--- SELECTED TEXT ---

Re: WIP: Collecting statistics on CSV file data

From: Shigeru Hanada <shigeru(dot)hanada(at)gmail(dot)com>
To: Etsuro Fujita <fujita(dot)etsuro(at)lab(dot)ntt(dot)co(dot)jp>
Cc: pgsql-hackers(at)postgresql(dot)org
Subject: Re: WIP: Collecting statistics on CSV file data
Date: 2011-10-17 17:27:15
Message-ID: 4E9C6573.8050507@gmail.com
Views: Raw Message | Whole Thread | Download mbox | Resend email
Thread:
Lists: pgsql-hackers

(2011/10/07 18:09), Etsuro Fujita wrote:
> Thank you for the review and the helpful information.
> I rebased. Please find attached a patch. I'll add the patch to the next CF.
>
> Changes:
>
> * cleanups and fixes
> * addition of the following to ALTER FOREIGN TABLE
> ALTER [COLUMN] column SET STATISTICS integer
> ALTER [COLUMN] column SET ( n_distinct = val ) (n_distinct only)
> ALTER [COLUMN] column RESET ( n_distinct )
> * reflection of the force_not_null info in acquiring sample rows
> * documentation

The new patch could be applied with some shifts. Regression tests of
core and file_fdw have passed cleanly. Though I've tested only simple
tests, ANALYZE works for foreign tables for file_fdw, and estimation of
costs and selectivity seem appropriate.

New API AnalyzeForeignTable
===========================
In your design, new handler function is called instead of
do_analylze_rel. IMO this hook point would be good for FDWs which can
provide statistics in optimized way. For instance, pgsql_fdw can simply
copy statistics from remote PostgreSQL server if they are compatible.
Possible another idea is to replace acquire_sample_rows so that other
FDWs can reuse most part of fileAnalyzeForeignTable and
file_fdw_do_analyze_rel.

And I think that AnalyzeForeignTable should be optional, and it would be
very useful if a default handler is provided. Probably a default
handler can use basic FDW APIs to acquire sample rows from the result of
"SELECT * FROM foreign_table" with skipping periodically. It won't be
efficient but I think it's not so unreasonable.

Other issues
============
There are some other comments about non-critical issues.

--- DATA ENTRIES ---

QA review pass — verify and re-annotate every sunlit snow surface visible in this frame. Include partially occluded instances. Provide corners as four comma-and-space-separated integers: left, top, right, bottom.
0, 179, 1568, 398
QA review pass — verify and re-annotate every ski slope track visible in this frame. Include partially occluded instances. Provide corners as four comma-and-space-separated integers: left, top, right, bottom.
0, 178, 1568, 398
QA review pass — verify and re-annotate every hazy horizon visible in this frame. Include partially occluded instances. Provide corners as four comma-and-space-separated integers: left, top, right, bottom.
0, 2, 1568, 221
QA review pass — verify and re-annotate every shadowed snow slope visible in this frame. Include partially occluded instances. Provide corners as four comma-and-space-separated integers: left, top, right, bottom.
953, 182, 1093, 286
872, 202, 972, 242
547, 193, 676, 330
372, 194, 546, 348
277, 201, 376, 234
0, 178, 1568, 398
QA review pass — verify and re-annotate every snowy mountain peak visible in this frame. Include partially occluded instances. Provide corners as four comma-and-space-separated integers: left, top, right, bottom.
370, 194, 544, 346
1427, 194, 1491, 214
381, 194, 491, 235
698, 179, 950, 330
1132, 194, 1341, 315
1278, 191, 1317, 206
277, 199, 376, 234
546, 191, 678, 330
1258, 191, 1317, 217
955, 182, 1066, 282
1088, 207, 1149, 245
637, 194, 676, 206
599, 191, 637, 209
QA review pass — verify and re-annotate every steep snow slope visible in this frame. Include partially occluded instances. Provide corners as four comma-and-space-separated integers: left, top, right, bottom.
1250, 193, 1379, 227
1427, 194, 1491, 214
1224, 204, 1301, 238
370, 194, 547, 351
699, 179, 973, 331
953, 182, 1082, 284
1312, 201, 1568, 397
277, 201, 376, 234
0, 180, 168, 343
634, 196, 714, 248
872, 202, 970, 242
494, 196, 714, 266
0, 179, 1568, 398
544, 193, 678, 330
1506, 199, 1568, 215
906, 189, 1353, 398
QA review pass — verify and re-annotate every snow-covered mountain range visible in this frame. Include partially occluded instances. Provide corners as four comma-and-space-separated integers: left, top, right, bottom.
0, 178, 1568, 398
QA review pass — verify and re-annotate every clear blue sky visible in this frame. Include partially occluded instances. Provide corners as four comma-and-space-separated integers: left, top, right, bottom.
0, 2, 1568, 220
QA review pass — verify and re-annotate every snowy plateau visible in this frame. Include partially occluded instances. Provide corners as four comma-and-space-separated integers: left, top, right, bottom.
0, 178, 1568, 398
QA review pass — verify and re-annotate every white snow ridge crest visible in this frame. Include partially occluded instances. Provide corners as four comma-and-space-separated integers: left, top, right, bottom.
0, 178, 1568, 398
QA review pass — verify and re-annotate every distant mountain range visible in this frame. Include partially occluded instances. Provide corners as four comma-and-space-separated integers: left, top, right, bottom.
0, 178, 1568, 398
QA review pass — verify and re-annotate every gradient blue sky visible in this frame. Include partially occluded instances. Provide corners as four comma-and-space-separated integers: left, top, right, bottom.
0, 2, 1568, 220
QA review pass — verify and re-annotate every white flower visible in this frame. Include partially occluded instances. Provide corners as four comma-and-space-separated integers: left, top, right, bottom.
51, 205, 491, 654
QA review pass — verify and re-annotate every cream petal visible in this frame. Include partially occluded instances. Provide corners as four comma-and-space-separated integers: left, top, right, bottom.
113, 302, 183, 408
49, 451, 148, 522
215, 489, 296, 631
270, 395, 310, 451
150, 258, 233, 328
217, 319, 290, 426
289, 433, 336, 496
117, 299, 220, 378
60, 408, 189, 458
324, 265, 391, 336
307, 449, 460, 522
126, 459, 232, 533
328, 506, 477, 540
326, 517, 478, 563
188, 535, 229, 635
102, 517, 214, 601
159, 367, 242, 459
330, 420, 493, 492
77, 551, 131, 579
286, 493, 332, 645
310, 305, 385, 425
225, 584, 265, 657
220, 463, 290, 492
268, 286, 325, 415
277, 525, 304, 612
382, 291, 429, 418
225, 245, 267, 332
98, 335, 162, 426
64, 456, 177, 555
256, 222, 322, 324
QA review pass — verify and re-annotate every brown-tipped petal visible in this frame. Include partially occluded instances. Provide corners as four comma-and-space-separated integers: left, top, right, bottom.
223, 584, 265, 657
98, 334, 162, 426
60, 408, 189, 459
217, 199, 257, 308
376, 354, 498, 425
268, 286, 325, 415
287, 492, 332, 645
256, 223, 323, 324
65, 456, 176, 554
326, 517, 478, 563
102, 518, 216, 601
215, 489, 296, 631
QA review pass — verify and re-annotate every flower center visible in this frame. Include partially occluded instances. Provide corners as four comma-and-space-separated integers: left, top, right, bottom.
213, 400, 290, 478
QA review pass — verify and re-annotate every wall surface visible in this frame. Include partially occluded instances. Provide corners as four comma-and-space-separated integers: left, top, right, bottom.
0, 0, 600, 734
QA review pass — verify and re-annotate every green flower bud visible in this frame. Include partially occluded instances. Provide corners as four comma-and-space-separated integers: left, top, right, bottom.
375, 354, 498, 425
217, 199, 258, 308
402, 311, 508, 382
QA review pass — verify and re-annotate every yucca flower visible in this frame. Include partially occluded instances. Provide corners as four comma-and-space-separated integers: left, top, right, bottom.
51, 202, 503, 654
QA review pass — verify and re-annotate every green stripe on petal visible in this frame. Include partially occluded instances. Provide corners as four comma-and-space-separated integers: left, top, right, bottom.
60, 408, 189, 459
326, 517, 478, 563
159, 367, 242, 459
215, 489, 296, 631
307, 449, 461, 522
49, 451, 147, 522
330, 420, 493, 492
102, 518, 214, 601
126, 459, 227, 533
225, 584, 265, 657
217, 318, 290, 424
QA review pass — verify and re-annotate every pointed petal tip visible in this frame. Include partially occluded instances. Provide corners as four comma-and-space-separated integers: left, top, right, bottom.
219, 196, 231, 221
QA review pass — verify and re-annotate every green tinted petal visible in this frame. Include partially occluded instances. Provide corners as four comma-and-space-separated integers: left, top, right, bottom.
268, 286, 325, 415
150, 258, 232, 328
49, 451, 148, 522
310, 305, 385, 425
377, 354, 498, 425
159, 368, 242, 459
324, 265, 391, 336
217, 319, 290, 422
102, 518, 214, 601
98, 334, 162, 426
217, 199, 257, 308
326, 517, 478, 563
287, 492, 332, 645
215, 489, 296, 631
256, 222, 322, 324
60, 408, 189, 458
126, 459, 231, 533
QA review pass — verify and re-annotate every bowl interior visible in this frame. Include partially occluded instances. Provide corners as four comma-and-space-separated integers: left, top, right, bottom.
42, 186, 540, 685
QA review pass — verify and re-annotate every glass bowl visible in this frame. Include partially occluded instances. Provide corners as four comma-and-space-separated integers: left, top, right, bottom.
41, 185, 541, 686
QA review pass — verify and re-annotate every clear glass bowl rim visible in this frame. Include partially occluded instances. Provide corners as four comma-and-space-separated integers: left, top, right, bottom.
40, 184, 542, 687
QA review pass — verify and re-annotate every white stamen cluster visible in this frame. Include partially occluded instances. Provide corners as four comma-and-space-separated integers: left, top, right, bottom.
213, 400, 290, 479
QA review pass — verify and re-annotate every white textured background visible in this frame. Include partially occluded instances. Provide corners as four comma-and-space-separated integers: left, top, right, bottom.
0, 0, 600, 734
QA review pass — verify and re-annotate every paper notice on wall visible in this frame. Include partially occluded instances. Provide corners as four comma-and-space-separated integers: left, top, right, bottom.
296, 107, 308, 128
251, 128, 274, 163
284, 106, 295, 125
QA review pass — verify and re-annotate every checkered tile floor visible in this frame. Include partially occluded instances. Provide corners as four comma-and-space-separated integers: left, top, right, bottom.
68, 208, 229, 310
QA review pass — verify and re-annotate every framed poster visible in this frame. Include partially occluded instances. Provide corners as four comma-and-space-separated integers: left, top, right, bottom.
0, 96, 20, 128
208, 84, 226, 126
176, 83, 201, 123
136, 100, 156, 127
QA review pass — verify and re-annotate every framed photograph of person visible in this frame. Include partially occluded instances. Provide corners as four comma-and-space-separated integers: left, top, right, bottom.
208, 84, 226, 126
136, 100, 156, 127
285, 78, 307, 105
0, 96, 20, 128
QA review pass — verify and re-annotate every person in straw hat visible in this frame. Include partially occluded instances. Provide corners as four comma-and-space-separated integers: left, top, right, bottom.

---

● WHAT YOU WILL DO:
a) List the clauses that the message says the patch adds to ALTER FOREIGN TABLE.
b) In the records, arrange the part that opens with the line containing "QA review pass — verify and re-annotate every green flower" and closes with the line containing "217, 318, 290, 424" as a JSON list of strings, one string per line.

● SOLUTIONS TO THE EXERCISE:
a)
- ALTER [COLUMN] column SET STATISTICS integer
- ALTER [COLUMN] column SET ( n_distinct = val )
- ALTER [COLUMN] column RESET ( n_distinct )

b)
[
  "QA review pass — verify and re-annotate every green flower bud visible in this frame. Include partially occluded instances. Provide corners as four comma-and-space-separated integers: left, top, right, bottom.",
  "375, 354, 498, 425",
  "217, 199, 258, 308",
  "402, 311, 508, 382",
  "QA review pass — verify and re-annotate every yucca flower visible in this frame. Include partially occluded instances. Provide corners as four comma-and-space-separated integers: left, top, right, bottom.",
  "51, 202, 503, 654",
  "QA review pass — verify and re-annotate every green stripe on petal visible in this frame. Include partially occluded instances. Provide corners as four comma-and-space-separated integers: left, top, right, bottom.",
  "60, 408, 189, 459",
  "326, 517, 478, 563",
  "159, 367, 242, 459",
  "215, 489, 296, 631",
  "307, 449, 461, 522",
  "49, 451, 147, 522",
  "330, 420, 493, 492",
  "102, 518, 214, 601",
  "126, 459, 227, 533",
  "225, 584, 265, 657",
  "217, 318, 290, 424"
]